• [Description of the task]
What is needed is every line of the material that contains "church".

• [Material to process]
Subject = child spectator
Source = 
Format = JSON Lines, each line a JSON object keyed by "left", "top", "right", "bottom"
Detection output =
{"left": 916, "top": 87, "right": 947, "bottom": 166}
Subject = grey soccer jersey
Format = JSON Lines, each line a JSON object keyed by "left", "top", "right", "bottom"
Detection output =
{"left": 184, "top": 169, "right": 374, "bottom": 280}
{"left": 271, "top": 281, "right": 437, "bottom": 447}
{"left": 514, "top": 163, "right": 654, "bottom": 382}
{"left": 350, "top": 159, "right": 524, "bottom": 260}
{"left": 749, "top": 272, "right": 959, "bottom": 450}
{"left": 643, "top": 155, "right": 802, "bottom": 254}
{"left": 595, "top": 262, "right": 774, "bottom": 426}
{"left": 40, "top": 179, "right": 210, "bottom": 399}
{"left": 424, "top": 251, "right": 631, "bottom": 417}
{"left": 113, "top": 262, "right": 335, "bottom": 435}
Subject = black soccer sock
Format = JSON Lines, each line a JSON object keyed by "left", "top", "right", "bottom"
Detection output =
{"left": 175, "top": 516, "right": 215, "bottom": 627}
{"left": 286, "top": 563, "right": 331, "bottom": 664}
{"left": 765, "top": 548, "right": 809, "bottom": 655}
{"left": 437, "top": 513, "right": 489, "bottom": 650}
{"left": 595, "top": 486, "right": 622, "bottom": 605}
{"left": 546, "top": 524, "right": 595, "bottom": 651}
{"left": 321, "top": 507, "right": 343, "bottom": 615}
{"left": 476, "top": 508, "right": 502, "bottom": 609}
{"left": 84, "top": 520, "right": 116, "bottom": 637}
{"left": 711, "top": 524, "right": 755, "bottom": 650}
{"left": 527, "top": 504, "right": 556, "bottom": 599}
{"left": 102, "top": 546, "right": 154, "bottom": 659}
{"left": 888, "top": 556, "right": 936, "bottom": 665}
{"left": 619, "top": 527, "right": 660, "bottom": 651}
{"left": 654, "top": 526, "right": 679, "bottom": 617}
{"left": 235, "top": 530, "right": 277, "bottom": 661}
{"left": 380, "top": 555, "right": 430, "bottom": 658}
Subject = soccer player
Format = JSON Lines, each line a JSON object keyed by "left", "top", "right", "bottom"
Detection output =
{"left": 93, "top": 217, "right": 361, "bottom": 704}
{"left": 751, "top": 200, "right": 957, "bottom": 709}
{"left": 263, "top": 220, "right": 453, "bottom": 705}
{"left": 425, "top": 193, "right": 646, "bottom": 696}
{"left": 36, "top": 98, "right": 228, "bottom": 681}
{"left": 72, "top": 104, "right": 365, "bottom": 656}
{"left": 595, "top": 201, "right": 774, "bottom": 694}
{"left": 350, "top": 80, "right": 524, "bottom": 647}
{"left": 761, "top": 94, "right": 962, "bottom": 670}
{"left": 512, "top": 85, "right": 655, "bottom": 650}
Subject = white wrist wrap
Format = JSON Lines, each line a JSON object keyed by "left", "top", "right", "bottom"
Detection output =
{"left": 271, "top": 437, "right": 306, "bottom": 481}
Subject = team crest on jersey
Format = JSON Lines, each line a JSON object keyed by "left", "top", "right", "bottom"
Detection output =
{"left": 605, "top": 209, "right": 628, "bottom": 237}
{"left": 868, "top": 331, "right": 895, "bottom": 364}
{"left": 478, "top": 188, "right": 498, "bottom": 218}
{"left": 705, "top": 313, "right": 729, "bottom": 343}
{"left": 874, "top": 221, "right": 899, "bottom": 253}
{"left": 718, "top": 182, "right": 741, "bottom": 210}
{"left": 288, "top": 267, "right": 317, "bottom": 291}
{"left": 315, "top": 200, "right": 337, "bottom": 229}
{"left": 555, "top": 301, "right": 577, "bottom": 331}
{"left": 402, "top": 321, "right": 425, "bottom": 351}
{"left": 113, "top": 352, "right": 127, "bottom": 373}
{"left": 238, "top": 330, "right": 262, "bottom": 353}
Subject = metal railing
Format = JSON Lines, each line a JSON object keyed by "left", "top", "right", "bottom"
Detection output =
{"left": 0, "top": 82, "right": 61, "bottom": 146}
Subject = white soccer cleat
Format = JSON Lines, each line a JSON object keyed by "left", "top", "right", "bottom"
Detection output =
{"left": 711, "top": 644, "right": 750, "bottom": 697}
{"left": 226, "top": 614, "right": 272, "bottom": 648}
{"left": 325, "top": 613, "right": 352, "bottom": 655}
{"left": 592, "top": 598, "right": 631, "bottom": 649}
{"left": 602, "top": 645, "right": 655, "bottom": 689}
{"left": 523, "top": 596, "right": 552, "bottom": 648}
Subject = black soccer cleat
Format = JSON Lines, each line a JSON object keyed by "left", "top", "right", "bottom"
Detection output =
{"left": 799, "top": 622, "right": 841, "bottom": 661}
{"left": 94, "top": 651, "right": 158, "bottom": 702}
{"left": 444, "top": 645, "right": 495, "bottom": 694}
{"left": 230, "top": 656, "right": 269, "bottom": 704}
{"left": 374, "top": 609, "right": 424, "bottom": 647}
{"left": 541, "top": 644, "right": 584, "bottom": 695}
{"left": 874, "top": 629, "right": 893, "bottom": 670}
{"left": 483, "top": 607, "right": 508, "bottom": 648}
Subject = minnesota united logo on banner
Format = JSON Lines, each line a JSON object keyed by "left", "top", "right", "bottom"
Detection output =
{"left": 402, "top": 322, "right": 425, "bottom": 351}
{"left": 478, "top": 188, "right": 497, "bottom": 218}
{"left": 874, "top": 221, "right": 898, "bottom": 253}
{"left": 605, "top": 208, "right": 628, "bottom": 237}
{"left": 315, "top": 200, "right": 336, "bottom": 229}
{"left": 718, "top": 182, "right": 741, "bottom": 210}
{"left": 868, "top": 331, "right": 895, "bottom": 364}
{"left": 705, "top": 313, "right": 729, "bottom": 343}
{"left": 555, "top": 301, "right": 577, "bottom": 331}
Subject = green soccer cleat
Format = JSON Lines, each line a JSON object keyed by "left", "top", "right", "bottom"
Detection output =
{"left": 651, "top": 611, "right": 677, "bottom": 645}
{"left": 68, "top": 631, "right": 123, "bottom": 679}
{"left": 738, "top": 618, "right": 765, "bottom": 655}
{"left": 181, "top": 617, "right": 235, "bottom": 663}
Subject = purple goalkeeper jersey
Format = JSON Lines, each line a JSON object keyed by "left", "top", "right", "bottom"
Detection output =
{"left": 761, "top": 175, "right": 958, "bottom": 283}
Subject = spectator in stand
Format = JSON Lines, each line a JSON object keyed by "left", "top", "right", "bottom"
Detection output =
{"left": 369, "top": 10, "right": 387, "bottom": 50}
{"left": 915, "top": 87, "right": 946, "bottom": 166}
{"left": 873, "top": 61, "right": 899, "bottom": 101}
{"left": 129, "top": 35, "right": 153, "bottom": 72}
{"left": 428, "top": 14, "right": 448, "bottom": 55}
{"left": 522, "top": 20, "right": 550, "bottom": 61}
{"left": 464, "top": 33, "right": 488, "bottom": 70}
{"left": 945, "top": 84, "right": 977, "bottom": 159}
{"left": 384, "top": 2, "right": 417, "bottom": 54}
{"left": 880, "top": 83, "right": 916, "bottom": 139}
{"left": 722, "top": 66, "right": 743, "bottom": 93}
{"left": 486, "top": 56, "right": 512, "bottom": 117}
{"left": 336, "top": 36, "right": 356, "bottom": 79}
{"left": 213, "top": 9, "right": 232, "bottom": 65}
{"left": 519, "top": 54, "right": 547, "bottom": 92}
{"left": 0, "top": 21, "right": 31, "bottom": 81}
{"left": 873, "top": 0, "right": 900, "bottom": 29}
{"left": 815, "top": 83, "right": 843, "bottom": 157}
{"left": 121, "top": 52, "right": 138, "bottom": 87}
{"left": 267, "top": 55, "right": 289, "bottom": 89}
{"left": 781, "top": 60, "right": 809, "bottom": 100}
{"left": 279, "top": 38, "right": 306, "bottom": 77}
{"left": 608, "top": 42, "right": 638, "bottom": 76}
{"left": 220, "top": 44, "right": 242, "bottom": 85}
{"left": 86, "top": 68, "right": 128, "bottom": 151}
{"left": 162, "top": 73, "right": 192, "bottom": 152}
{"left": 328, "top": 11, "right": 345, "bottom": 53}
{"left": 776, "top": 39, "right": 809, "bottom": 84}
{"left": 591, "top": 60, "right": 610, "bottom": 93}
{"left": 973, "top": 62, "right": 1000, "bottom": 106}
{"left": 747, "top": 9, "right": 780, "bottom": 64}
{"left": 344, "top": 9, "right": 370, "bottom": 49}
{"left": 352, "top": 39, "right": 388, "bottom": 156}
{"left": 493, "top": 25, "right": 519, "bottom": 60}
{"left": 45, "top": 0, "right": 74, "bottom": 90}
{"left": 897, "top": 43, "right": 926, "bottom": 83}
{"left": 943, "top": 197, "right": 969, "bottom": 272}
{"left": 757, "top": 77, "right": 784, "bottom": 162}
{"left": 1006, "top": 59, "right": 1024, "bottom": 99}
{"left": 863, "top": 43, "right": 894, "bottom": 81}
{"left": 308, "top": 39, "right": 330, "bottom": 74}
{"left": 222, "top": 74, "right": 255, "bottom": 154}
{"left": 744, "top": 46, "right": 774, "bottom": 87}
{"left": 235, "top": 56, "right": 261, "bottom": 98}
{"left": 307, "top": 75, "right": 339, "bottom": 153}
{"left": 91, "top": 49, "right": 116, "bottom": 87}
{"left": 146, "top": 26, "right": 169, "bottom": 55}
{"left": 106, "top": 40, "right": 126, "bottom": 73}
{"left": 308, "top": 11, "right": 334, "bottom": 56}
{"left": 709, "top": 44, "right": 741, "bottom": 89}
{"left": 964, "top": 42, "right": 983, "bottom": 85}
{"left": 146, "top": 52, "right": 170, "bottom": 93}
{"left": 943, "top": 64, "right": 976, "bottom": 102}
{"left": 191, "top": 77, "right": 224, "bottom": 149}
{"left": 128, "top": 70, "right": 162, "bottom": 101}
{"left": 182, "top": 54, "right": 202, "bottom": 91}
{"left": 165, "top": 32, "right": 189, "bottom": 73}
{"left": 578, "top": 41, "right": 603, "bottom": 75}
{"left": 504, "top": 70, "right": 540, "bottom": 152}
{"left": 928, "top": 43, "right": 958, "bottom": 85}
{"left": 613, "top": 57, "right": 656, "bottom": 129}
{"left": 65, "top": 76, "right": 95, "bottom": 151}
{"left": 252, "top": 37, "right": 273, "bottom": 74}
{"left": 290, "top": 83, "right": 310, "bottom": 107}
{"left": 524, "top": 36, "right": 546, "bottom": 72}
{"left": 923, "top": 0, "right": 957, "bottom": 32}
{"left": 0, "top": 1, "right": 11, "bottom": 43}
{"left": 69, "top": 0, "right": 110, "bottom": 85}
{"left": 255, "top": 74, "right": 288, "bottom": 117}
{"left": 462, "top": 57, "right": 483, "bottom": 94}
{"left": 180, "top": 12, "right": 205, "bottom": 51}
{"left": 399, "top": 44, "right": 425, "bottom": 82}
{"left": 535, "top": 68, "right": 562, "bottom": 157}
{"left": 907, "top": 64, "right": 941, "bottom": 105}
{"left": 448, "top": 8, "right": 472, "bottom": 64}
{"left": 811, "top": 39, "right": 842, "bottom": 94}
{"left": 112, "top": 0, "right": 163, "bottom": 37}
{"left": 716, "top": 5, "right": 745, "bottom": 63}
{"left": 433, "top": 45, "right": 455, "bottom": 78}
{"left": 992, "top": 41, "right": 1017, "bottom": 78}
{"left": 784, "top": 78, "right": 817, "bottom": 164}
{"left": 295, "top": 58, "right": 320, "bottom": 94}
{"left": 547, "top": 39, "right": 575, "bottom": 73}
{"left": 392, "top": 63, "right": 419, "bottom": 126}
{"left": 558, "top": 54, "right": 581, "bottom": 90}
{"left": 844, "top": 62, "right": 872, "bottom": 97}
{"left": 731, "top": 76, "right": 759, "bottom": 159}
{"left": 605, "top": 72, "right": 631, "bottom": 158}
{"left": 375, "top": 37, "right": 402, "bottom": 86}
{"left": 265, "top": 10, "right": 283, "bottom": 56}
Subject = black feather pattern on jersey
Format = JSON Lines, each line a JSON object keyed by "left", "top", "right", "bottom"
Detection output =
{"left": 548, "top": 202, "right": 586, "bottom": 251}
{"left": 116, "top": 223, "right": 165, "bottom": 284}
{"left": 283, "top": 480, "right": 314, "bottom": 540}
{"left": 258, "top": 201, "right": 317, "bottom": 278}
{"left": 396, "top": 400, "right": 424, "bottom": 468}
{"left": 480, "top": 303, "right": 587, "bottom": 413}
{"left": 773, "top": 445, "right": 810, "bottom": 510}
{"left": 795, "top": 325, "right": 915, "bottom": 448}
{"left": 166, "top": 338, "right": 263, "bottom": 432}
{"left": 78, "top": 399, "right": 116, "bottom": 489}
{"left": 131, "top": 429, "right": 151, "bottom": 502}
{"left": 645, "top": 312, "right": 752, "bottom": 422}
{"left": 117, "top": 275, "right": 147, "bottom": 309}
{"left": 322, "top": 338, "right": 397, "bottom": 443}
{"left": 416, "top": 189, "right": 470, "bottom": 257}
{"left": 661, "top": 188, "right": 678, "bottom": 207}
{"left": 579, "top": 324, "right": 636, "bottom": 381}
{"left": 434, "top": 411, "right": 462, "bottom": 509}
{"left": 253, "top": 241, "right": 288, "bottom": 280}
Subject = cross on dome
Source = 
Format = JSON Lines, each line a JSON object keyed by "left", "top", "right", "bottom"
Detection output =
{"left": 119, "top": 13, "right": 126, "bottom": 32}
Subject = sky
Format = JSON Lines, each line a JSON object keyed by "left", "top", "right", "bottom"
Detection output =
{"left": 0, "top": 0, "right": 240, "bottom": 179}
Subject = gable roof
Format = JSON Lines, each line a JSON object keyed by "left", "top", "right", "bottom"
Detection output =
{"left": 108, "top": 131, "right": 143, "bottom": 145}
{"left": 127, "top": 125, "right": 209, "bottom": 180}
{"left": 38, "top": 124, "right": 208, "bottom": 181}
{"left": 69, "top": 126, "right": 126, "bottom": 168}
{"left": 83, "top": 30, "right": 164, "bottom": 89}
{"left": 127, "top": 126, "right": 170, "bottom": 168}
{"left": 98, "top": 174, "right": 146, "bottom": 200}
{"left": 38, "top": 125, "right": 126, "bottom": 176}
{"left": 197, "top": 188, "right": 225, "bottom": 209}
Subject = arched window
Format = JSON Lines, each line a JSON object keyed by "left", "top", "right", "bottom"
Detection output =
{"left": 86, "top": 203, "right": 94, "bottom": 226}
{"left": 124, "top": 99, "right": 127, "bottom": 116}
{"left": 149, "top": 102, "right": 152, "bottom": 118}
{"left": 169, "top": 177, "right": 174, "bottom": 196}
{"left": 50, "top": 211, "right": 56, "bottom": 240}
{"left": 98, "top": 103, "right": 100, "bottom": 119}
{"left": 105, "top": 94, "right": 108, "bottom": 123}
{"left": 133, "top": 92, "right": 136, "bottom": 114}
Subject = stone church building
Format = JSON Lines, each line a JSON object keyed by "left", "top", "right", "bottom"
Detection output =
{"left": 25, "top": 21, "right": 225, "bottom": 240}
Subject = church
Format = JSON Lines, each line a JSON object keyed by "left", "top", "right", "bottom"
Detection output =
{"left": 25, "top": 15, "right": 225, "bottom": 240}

• [Answer for this exercise]
Subject = stone church building
Subject = church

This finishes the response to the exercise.